_Material provided:_
· · · ·

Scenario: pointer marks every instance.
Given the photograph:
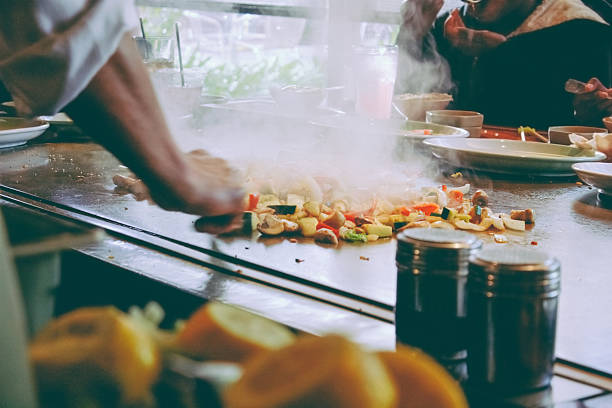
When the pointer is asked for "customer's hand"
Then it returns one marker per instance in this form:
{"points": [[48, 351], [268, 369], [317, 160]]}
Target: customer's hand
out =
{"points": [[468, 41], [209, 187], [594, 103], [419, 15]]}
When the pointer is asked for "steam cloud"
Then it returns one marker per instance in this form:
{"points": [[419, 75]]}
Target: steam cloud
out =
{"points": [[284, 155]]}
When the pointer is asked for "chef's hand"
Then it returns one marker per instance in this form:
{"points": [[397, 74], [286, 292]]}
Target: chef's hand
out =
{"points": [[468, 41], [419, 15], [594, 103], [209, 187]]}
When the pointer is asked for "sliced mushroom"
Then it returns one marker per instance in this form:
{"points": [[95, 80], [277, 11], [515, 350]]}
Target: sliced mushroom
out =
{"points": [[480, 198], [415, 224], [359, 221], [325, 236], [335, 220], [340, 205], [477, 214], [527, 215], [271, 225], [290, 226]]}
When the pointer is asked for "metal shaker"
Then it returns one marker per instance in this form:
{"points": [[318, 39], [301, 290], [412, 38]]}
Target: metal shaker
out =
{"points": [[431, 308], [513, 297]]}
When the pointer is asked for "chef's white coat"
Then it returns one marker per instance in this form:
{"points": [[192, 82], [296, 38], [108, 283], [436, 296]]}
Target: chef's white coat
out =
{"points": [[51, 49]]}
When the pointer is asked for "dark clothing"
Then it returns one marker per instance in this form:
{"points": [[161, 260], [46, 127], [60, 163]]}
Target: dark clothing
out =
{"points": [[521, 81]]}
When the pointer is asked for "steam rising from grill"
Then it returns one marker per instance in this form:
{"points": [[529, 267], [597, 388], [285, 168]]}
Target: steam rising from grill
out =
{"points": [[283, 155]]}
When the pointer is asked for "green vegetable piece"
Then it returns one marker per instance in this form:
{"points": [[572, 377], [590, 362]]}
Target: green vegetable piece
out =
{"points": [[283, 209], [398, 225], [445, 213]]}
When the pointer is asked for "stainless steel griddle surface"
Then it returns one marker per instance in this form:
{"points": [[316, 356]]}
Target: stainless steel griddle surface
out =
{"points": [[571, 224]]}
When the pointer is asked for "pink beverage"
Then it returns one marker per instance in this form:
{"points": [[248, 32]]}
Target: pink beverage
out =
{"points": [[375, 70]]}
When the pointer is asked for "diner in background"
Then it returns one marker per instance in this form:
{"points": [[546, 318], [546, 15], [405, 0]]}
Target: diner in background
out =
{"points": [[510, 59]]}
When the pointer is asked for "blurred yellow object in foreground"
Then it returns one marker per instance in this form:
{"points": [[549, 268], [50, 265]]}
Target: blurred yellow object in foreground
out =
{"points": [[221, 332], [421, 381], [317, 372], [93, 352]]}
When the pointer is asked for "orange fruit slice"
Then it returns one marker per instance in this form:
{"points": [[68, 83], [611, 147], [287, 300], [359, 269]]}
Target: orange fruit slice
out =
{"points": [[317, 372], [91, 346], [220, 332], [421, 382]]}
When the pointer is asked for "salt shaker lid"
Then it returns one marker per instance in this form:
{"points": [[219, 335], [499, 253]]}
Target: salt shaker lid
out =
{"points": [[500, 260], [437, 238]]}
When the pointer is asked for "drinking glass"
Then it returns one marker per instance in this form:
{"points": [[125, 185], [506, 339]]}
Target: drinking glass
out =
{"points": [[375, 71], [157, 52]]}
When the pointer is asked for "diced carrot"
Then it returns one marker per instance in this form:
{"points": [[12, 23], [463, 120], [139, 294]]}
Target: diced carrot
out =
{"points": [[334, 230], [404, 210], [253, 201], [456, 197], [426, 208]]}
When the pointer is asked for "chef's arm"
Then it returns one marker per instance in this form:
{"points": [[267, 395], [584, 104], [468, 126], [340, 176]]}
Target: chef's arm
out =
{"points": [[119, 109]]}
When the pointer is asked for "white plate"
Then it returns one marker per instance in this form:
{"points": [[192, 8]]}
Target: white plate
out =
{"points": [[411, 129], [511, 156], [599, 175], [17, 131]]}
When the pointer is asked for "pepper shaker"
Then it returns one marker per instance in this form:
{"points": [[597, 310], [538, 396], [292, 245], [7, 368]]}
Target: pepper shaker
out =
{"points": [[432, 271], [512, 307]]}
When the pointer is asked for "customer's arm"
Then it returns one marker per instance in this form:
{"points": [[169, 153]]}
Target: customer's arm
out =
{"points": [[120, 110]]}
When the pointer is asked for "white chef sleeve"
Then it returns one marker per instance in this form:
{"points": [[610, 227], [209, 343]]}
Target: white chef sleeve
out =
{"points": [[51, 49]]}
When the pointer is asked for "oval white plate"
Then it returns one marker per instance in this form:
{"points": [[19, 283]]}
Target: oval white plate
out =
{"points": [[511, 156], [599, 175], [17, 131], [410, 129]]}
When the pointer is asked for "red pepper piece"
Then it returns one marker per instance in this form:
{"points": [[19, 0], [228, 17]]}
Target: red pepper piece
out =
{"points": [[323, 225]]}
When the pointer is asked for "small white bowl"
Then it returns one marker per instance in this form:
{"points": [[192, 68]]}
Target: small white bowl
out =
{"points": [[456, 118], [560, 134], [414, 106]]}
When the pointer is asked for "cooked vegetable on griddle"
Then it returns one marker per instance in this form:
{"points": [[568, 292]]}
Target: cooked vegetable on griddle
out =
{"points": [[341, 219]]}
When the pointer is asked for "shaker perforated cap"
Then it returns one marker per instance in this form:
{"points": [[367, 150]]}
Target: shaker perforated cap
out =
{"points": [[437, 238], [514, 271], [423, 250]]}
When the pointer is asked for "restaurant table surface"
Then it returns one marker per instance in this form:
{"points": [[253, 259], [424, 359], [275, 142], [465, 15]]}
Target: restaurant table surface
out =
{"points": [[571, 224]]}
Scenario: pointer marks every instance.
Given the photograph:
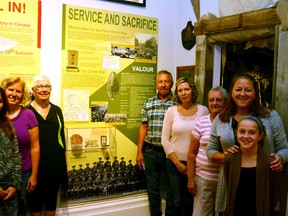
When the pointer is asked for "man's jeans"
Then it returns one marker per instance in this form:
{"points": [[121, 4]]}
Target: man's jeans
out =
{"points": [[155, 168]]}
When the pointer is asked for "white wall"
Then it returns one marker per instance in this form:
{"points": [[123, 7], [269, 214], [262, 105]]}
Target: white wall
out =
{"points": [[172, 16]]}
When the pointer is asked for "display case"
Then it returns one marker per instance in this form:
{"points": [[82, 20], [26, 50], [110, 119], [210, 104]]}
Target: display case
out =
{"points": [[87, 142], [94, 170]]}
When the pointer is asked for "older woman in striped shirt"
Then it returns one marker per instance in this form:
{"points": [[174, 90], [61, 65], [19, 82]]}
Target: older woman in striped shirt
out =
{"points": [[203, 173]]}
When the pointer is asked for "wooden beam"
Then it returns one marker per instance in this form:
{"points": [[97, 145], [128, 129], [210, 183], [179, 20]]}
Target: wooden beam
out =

· · · ·

_Action item:_ Return all material verbatim, pictures omitted.

_Your solution:_
Scenario: pointer marks every instance.
Given the photograph:
When the pointer is asked for "customer's hand"
Then it returns one marker per instance in this form:
{"points": [[48, 351], [268, 369], [317, 160]]}
Target: customer's hand
out =
{"points": [[468, 41], [209, 187], [594, 103], [419, 15]]}
When the pointer is asked for "steam cloud"
Then it returns one marker per instance in this form:
{"points": [[419, 75]]}
Target: steam cloud
out =
{"points": [[284, 155]]}
When the pointer is asked for "chef's hand"
Then it returns one marker per instance in this form:
{"points": [[397, 74], [286, 292]]}
Target: chef's hand
out =
{"points": [[468, 41], [419, 15], [594, 103], [209, 187]]}
When the pointer is asked for "sliced mushroom"
Then it returns one marker per instance in this form:
{"points": [[95, 80], [277, 11], [515, 350]]}
Target: sliced mushroom
out =
{"points": [[480, 198], [415, 224], [359, 221], [325, 236], [335, 220], [340, 205], [477, 214], [527, 215], [271, 225], [290, 226]]}
When the pointer is asked for "metal shaker"
Then it returns one marker per instance in this form:
{"points": [[318, 39], [301, 290], [412, 38]]}
Target: metal shaker
out =
{"points": [[431, 308], [513, 297]]}
When the pointer is asked for "chef's white coat"
Then it returns one marker per instance in this form:
{"points": [[192, 82], [296, 38], [108, 283], [436, 296]]}
Target: chef's white coat
out =
{"points": [[51, 49]]}
When the pointer is asked for "dark clothing"
Then it returns one marker per instance in this form:
{"points": [[161, 260], [46, 127], [60, 163]]}
Target: dark clothing
out =
{"points": [[521, 81]]}
When the pointer is asked for "steam rising from grill"
Then it returns one marker per instance in this form:
{"points": [[529, 267], [597, 388], [285, 168]]}
Target: steam rising from grill
out =
{"points": [[283, 155]]}
When the pointer is asked for "green vegetable piece"
Then it returns one marker per instance in this form:
{"points": [[572, 377], [590, 362]]}
Target: green vegetable piece
out =
{"points": [[283, 209], [398, 225], [445, 213]]}
When the pointer is asked for "stainless steel griddle surface"
Then it returns one marker per instance in this form:
{"points": [[316, 356]]}
Target: stainless steel griddle surface
out =
{"points": [[571, 224]]}
When the pointer is asked for "pink beverage"
Then it returns one marker per instance in this form:
{"points": [[248, 32]]}
Target: pink beverage
out =
{"points": [[375, 70]]}
When the pointer is asked for "diner in background"
Then it returns one marker per instance in this form:
{"points": [[546, 318], [546, 15], [405, 0]]}
Target: diner in background
out =
{"points": [[510, 59]]}
When the pointer is asked for "blurred yellow object in foreground"
Then it returns one marker per instance in this form:
{"points": [[549, 268], [50, 265]]}
Target: blurred yellow object in foreground
out =
{"points": [[221, 332], [421, 381], [317, 372], [93, 352]]}
When the pointer is asked for "orange fruit slice"
Then it returns one marker per instance in this form:
{"points": [[68, 83], [611, 147], [287, 300], [359, 269]]}
Target: orange fruit slice
out =
{"points": [[317, 372], [91, 346], [220, 332], [421, 382]]}
When the pointer is asked for "salt shaker lid"
Then it returns one marker per instance in this form:
{"points": [[219, 335], [499, 253]]}
Target: salt shaker lid
out =
{"points": [[500, 260], [437, 238]]}
When the pointer is asked for "drinking glass"
Then it returns one marker per instance in this form:
{"points": [[125, 185], [506, 339]]}
Target: drinking glass
out =
{"points": [[375, 71], [157, 52]]}
When the pointer is asked for "diced carrot"
Then it returns one marker per instance in this form:
{"points": [[12, 23], [463, 120], [139, 294]]}
Target: diced carrot
out =
{"points": [[334, 230], [404, 210], [253, 201], [456, 197], [426, 208]]}
When the pointer is asked for "chef's arm"
Then it returns one marker per instance in this form:
{"points": [[267, 395], [584, 104], [468, 126], [340, 176]]}
Target: chef's arm
out =
{"points": [[119, 109]]}
When the pointer is asked for "white plate"
Then it returns one marker per instance in this form:
{"points": [[192, 8]]}
Target: white plate
out =
{"points": [[411, 129], [511, 156], [599, 175], [17, 131]]}
When the pointer is asked for "pepper shaker"
Then it returns one marker per instance in this form:
{"points": [[597, 310], [538, 396], [292, 245], [7, 368]]}
Target: pepper shaker
out =
{"points": [[432, 271], [512, 307]]}
When the pointer is asked for "customer's arm"
Then it returns one marker per instance in this form:
{"points": [[169, 153]]}
Target: customer's arm
out =
{"points": [[120, 110]]}
When the pointer is asked for "white chef sleeve"
Then it returns one marker per instance in this form:
{"points": [[610, 227], [209, 343]]}
Target: white chef sleeve
out =
{"points": [[51, 49]]}
When the pointer is asked for "oval white plate"
Then it returns one marker per instance in this form:
{"points": [[19, 283]]}
Target: oval white plate
out =
{"points": [[511, 156], [599, 175], [17, 131], [410, 129]]}
When the pointer is asked for "red pepper piece"
Then it returns one marker per instance in this form:
{"points": [[19, 0], [228, 17]]}
Target: red pepper piece
out =
{"points": [[323, 225]]}
When the pointer is asked for "small white bowl"
Then it returns one marker per instance in this form:
{"points": [[192, 68]]}
Target: small white bowl
out =
{"points": [[456, 118], [560, 134], [414, 106]]}
When the pointer is asked for "cooked vegetable on griddle"
Then it returns one marker per instance in this form:
{"points": [[568, 292]]}
Target: cooked vegetable on griddle
out =
{"points": [[341, 219]]}
When the pointer is asked for "shaker perforated cap"
Then it returns one marker per instance in this form:
{"points": [[367, 150]]}
Target: shaker perforated cap
out =
{"points": [[437, 238], [514, 271], [423, 250]]}
When the pointer is asked for "restaurant table surface"
Then it returns one marker per instance in this form:
{"points": [[253, 259], [424, 359], [275, 142], [465, 15]]}
Target: restaurant table surface
out =
{"points": [[571, 224]]}
Scenario: pointer marks every instance.
Given the photograph:
When the pointer is asked for "man's jeans"
Then it returns one marker per instance in this form:
{"points": [[121, 4]]}
Target: man's jeans
out =
{"points": [[155, 168]]}
When the pointer is asked for "white wall"
Then it returns one marker per instance in this form:
{"points": [[123, 7], [269, 214], [262, 105]]}
Target: white wall
out =
{"points": [[172, 16]]}
When the pointer is asked for "display case"
Then it returns one marker per instance in this form:
{"points": [[82, 20], [26, 50], [110, 119], [210, 104]]}
Target: display case
out =
{"points": [[87, 142], [94, 170]]}
When the pointer is asked for "older woman in striped shirt"
Then it returns one marker per instance in this form:
{"points": [[174, 90], [61, 65], [19, 82]]}
Target: older woman in striped shirt
out =
{"points": [[203, 173]]}
When the pointer is asked for "wooden beam"
Then it returns one marker per instance in this form:
{"points": [[97, 145], [128, 129], [210, 183], [179, 20]]}
Target: wooden beam
out =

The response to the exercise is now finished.